» **Try it**
Each line of the material below needs to be returned exactly as written.

» **Dataset excerpts**
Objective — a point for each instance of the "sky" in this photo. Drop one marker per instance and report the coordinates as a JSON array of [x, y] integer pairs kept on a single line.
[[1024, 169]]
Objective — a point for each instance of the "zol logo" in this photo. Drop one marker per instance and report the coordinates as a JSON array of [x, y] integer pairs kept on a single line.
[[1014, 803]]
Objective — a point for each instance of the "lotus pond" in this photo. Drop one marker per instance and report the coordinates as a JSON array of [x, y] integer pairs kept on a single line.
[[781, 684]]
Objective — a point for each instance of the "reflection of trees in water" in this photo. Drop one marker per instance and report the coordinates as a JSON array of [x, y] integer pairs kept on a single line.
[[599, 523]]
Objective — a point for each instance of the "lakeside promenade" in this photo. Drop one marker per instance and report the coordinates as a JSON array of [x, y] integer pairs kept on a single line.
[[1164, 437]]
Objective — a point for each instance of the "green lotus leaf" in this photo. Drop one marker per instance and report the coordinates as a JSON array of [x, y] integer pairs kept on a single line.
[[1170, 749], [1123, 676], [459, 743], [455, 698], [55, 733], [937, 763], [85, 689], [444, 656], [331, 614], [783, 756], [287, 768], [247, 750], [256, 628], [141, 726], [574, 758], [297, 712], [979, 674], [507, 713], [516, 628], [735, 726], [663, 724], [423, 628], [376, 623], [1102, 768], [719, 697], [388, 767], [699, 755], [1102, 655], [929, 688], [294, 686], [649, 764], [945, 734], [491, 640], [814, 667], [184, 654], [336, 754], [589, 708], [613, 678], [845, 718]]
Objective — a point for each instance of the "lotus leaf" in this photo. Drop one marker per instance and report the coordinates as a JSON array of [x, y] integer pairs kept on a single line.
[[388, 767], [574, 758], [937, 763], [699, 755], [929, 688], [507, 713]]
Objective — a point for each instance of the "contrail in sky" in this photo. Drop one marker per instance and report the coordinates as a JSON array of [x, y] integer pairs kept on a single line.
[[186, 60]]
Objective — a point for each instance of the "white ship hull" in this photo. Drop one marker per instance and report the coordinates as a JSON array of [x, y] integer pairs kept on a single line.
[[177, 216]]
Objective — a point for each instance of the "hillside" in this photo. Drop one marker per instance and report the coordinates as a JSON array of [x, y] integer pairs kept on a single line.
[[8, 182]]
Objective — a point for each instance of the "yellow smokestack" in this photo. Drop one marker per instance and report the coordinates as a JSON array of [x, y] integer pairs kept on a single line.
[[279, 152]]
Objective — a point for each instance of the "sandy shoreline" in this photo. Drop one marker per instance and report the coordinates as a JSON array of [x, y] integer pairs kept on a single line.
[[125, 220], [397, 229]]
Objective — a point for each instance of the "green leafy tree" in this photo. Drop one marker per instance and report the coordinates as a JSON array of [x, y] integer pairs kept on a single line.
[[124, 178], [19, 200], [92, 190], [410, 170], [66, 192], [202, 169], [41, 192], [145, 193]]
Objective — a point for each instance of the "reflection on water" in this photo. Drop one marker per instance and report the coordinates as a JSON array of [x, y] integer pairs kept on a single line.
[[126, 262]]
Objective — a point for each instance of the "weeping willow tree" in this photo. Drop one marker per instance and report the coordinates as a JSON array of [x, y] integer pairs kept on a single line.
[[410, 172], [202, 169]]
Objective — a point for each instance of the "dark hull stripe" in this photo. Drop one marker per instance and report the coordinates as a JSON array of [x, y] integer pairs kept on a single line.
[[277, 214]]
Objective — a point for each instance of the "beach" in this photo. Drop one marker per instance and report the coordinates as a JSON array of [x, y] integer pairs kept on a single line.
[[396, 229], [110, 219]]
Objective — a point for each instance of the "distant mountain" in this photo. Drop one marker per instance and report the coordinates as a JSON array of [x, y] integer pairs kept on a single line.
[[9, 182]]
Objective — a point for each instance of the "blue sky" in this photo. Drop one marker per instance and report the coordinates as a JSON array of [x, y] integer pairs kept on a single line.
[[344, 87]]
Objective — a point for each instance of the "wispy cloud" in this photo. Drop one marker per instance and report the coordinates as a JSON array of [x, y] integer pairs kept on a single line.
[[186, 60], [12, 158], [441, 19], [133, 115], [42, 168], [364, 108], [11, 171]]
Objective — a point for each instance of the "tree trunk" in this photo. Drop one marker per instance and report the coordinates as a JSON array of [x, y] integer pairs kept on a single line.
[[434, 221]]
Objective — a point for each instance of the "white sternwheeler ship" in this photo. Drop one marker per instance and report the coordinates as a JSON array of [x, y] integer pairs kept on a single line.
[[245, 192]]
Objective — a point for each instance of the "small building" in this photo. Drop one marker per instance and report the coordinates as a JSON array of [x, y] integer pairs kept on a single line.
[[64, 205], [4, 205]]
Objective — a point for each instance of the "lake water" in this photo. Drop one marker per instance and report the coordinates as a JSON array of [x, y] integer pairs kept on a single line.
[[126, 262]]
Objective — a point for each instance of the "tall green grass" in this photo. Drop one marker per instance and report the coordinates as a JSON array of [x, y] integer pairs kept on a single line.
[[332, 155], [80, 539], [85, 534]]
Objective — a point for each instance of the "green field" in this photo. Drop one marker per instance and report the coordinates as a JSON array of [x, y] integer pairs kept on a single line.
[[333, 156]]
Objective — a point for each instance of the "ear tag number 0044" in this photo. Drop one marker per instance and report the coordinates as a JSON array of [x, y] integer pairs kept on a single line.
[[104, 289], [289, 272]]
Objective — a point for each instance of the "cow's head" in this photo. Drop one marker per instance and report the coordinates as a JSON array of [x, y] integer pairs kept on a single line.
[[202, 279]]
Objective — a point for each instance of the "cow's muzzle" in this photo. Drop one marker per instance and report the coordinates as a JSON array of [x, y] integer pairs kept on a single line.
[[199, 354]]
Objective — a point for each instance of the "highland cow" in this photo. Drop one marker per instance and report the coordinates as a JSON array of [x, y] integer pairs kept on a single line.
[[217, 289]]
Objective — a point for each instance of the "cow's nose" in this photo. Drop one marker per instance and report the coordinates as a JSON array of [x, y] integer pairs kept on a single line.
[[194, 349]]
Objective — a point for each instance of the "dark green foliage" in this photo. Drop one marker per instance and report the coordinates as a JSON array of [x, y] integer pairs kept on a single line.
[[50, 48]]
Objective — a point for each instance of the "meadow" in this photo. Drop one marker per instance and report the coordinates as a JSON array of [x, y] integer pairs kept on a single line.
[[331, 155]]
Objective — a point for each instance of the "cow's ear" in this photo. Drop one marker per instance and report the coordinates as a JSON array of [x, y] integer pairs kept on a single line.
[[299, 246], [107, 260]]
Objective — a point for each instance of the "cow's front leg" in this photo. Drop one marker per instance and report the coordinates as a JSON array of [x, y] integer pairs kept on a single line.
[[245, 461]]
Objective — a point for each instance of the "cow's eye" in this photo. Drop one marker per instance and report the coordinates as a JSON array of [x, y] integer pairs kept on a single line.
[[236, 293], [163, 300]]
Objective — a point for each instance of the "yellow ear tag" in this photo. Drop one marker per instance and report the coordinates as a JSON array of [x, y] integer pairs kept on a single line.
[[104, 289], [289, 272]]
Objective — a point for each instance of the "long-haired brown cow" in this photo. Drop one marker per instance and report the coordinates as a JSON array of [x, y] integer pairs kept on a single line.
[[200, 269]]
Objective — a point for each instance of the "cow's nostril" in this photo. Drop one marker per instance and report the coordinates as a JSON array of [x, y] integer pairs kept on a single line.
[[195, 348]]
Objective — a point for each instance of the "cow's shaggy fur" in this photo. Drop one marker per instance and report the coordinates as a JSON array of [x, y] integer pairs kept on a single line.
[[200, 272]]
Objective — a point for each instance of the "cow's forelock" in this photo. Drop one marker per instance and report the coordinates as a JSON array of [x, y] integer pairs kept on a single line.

» **Reply**
Objective — a point for each instance of the "sky" in this photo. Drop one marker per instance and report the coordinates as a JSON array of [x, y] integer pairs kept on a single line.
[[1024, 169]]
Objective — a point for each instance of the "zol logo" in this photo. Drop one marker per instance and report the coordinates as a JSON array of [x, y] integer pairs kept on a single line.
[[1014, 803]]
Objective — a point for each instance of the "lotus pond" in this photo. Drop one marker per instance and report the coordinates as a JSON array of [x, y] integer pairs kept on a single line.
[[781, 684]]
Objective — a point for each instance of the "reflection of trees in water" in this photo. Drop one marker per instance and report the coordinates as a JSON array of [x, y] integer pairs kept on a single line.
[[599, 523]]
Objective — a point for each instance of the "lakeside promenade" in this photo. Drop one marker per instance and report the coordinates as a JSON array of [x, y] integer pairs kept on a single line.
[[1164, 437]]
Objective — a point for each instance of the "green lotus leaf" in this photo. Drop one marker per instance and report the coordinates as a JSON array of [x, y] integer pairs kept on a single line.
[[1170, 749], [1123, 676], [459, 743], [455, 698], [55, 733], [937, 763], [85, 689], [444, 656], [331, 614], [783, 756], [287, 768], [247, 750], [256, 628], [141, 726], [574, 758], [297, 712], [979, 674], [507, 713], [516, 628], [735, 726], [663, 724], [423, 628], [376, 623], [1102, 768], [719, 697], [388, 767], [699, 755], [1102, 655], [929, 688], [294, 686], [649, 764], [945, 734], [491, 640], [814, 667], [184, 654], [336, 754], [589, 708], [613, 678], [845, 718]]
Objective — a point for each instance of the "lotus leaf" in this photo. Drop one marker per instance and report the coordinates as a JSON array of [x, y] integer pairs kept on a single line.
[[388, 767], [574, 758], [937, 763], [699, 755], [929, 688], [507, 713]]
Objective — a point for each instance of the "contrail in sky" in this photo. Drop one marker per instance and report the coordinates as a JSON array of [x, y] integer pairs kept on a single line.
[[186, 60]]
Objective — a point for each instance of the "white ship hull" in this photo. Drop one marker per instance and report the coordinates as a JSON array of [x, y] integer pairs kept on a single line.
[[177, 216]]
Objective — a point for each instance of the "hillside" in this photo. Drop one marker per instance and report the coordinates as a JSON array of [x, y] integer pairs kept on a single line.
[[8, 182]]
Objective — a point for each instance of the "yellow smokestack" in this photo. Drop one marker per instance and report the coordinates as a JSON array of [x, y] integer pairs kept on a single line.
[[279, 152]]
Objective — a point for each instance of the "sandy shoreline" in this photo. Drop one marker per instance and report the coordinates as a JSON array of [x, y] integer pairs kept on a single line.
[[125, 220], [397, 229]]
Objective — a point for each instance of the "green leafy tree" in this photo. Drop one marker per instance and report the coordinates as a JSON array of [x, y] integer pairs kept on a single line.
[[124, 178], [19, 200], [92, 190], [410, 170], [66, 192], [202, 169], [41, 192], [145, 193]]
Objective — a point for each instance of the "reflection on water" in this photo. Drop one marker per instance and report the coordinates as a JSON array of [x, y] integer pairs kept on a single line.
[[126, 262]]
Objective — a point for each instance of the "weeping willow tree" in this photo. Drop one marker per instance and report the coordinates as a JSON array of [x, y] integer pairs kept on a single line.
[[410, 172], [202, 169]]
Objective — a point for each instance of the "dark hull stripe" in this photo. Drop one marker per instance and report the coordinates as a JSON array of [x, y] integer pairs kept on a single line.
[[277, 214]]
Objective — a point for each instance of the "beach" in this photo. Drop one marker per instance and report the coordinates as a JSON array of [x, y] integer pairs kept on a single line.
[[396, 229], [110, 219]]
Objective — a point for each instance of the "distant mountain" in this photo. Drop one marker per instance and report the coordinates as a JSON array of [x, y] integer pairs kept on a single line.
[[9, 182]]
Objective — a point for each instance of the "blue sky" in this photo. Drop one marker per instance and report the coordinates as a JSON array of [x, y] integer pairs kept on a single line.
[[344, 87]]
Objective — a point for each instance of the "wispy cloud" in this photo. Drop one marker per instance and report the coordinates as a JSON array of [x, y] integer pairs kept on a single line.
[[186, 60], [12, 158], [441, 19], [133, 115], [42, 168], [364, 108], [11, 171]]
Objective — a point for each instance of the "tree trunk" in this photo. Drop one marker per instance and report the coordinates as a JSON array of [x, y] integer pairs kept on a single line.
[[434, 221]]
Objective — a point for each instance of the "white sternwheeler ship" in this photo. Drop one marker per instance and report the coordinates as a JSON array of [x, y] integer pairs kept on a single line.
[[245, 192]]
Objective — a point for each instance of the "small building" in this photo. Drop one marker per instance and report the coordinates as a JSON array of [x, y] integer pairs kept on a single line.
[[64, 205], [4, 205]]
Objective — a point for each instance of the "lake water" in this photo. Drop one marker per instance and report the coordinates as a JSON array of [x, y] integer pairs kept on a single line.
[[126, 262]]
Objective — a point for each instance of the "tall green grass" in this photo. Drop one marker per instance and report the coordinates as a JSON array of [x, y] integer pairs kept on a single line.
[[332, 155], [80, 539], [85, 534]]
Objective — a point for each instance of the "green field" in this photo. Drop one marker per instance and report the coordinates as a JSON array of [x, y] integer pairs kept on a single line.
[[333, 156]]
Objective — a point for each instance of the "ear tag number 0044" in this photo. Drop one marker per instance and report the coordinates as a JSON array of [x, y] integer pairs kept on a single line.
[[104, 289], [289, 272]]
Objective — a point for each instance of the "cow's head" in this photo. Drop one marker per instance and report the coordinates as a JSON array of [x, y] integer pairs kept on a single line.
[[202, 279]]
Objective — a point for each instance of the "cow's muzzle" in this photo. Drop one marker per instance and report the coordinates as a JSON array of [x, y] integer pairs kept on a single line.
[[199, 354]]
Objective — a point for each instance of the "highland cow" in this photo. Drop one marker per instance and report the coordinates as a JSON array of [x, y] integer pairs kept on a single line.
[[217, 289]]
Objective — a point for each instance of the "cow's nose" in this photo. Drop one marker per instance and report the coordinates as a JSON array of [x, y] integer pairs kept on a single line.
[[194, 349]]
Objective — a point for each instance of the "dark green foliage" in this photo. Drop one marker per instance and report the coordinates as a JSON array of [x, y] integer pairs kept on a single line.
[[50, 48]]
Objective — a point for each instance of the "meadow" in this photo. Drop one marker per instance and report the coordinates as a JSON array of [x, y] integer pairs kept on a single line.
[[331, 155]]
Objective — a point for each instance of the "cow's ear" in this photo. Drop one marker per instance and report the coordinates as a JSON array of [x, y] integer pairs kept on a single line.
[[299, 246], [107, 260]]
Objective — a point for each instance of the "cow's front leg" in this photo. Drop one marker per instance and report the coordinates as a JSON array of [x, y] integer pairs kept on a single line.
[[245, 461]]
Objective — a point for each instance of the "cow's eye" in this photo. Drop one marker per instance and report the coordinates as a JSON array of [x, y] integer pairs kept on a single line.
[[236, 293], [163, 300]]
Objective — a point for each instance of the "yellow ear tag" in this photo. Drop one marker per instance and report the coordinates as a JSON array of [x, y] integer pairs kept on a single line.
[[104, 289], [289, 272]]
Objective — a point for each instance of the "long-haired brown cow" in this photo. Drop one marker per instance and report the coordinates as a JSON array of [x, y] integer pairs kept on a single line.
[[200, 269]]
Objective — a point for each instance of the "cow's nostril" in this photo. Drop one marker per instance and report the coordinates as a JSON array of [x, y] integer pairs kept on a single line.
[[195, 348]]
Objective — a point for each instance of the "cow's shaggy fur" in this photo. Drop one marker per instance and report the coordinates as a JSON array of [x, y] integer pairs kept on a single line.
[[200, 272]]
Objective — a point for each instance of the "cow's forelock" in this photo. Drop one marker per instance and report the coordinates as a JSON array of [x, y] integer pairs kept on a single line.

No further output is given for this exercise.